**Problem description**
Please return every line of the records that contains the word "rough".

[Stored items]
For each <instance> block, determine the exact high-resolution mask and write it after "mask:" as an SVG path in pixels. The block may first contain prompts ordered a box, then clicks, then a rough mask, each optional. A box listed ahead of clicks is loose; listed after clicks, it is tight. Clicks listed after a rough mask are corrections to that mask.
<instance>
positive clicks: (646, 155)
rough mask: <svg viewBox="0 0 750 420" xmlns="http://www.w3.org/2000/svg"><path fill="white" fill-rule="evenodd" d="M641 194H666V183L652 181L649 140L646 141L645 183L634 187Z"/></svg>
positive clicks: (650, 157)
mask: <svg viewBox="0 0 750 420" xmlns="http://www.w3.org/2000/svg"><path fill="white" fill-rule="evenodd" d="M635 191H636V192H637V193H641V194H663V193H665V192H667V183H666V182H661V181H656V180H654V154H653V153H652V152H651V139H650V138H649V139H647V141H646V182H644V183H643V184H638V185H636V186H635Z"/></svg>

**Written answer**
For each <instance> block, determine the exact high-resolution mask and write it after "mask:" as an SVG path in pixels. The block may first contain prompts ordered a box, then clicks, then a rough mask, each optional. A box listed ahead of clicks is loose; listed after clicks, it is tight. Clicks listed after a rough mask are corrections to that mask.
rough mask: <svg viewBox="0 0 750 420" xmlns="http://www.w3.org/2000/svg"><path fill="white" fill-rule="evenodd" d="M641 194H666V183L652 181L649 140L646 141L645 183L634 187Z"/></svg>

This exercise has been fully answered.